Objective
Write out the material again from the line containing "Isolate any visible warehouse interior." through the line containing "143 157 318 299". Add 59 to every number on the lines that hold only bounding-box coordinates, and copy all other lines unchanged.

Data lines
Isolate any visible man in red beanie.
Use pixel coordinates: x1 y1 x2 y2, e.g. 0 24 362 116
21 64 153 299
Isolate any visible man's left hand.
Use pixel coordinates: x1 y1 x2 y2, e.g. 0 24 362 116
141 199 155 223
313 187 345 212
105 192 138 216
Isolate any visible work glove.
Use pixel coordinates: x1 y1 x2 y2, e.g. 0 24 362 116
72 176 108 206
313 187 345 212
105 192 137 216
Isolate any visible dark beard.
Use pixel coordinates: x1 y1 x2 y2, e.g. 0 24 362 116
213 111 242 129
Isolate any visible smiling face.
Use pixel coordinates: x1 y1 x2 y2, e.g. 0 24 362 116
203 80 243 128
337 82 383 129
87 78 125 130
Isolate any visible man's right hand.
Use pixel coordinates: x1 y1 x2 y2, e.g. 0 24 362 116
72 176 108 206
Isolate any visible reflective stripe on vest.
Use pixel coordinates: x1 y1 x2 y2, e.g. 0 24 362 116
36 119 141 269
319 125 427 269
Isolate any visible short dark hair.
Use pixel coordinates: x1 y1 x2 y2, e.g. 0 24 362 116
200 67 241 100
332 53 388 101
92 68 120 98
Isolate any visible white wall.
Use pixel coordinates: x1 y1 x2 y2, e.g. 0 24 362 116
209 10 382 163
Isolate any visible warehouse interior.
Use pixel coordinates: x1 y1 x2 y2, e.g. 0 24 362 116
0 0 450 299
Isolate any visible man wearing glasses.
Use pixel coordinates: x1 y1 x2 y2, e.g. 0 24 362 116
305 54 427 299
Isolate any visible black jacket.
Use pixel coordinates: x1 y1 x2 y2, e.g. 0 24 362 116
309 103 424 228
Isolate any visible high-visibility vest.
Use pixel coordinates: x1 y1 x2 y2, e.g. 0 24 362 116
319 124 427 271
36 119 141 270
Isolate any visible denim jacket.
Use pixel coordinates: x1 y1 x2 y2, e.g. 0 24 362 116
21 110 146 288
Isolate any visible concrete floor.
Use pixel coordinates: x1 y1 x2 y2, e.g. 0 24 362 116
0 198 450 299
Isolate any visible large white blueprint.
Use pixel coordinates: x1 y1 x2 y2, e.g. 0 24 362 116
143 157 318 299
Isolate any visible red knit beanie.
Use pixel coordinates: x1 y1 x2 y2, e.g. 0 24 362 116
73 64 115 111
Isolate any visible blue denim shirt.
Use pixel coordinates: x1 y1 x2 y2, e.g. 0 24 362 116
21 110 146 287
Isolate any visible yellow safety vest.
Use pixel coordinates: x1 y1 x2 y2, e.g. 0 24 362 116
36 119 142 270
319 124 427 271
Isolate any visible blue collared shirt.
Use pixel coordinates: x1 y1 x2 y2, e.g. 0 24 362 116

Final result
Isolate any visible warehouse interior.
Use pixel coordinates: x1 y1 x2 y2, e.g. 0 24 362 116
59 59 509 358
Isolate any visible man wearing glasses.
Use pixel coordinates: x1 y1 x2 y2, e.g. 0 24 362 116
364 113 486 358
Isolate any visible black jacket.
Use pixel coordinates: x1 y1 x2 y2, e.g. 0 24 362 116
368 162 483 287
Isolate any visible high-visibility vest.
Use pixel coordinates: x1 y1 x2 y2, e.g. 0 24 362 116
378 183 486 330
95 178 200 329
Isolate any visible denim jacket.
Use pixel coordinates: x1 y1 x2 y2, e.g. 0 24 362 116
80 169 205 347
Isolate any visible concrete floor.
Use pixel coordinates: x1 y1 x2 y2, e.g. 0 24 362 116
59 257 509 358
Isolate any visible large white blueprint.
Use pixel coordinates: x1 y1 x2 y2, e.g. 0 24 362 116
202 216 377 358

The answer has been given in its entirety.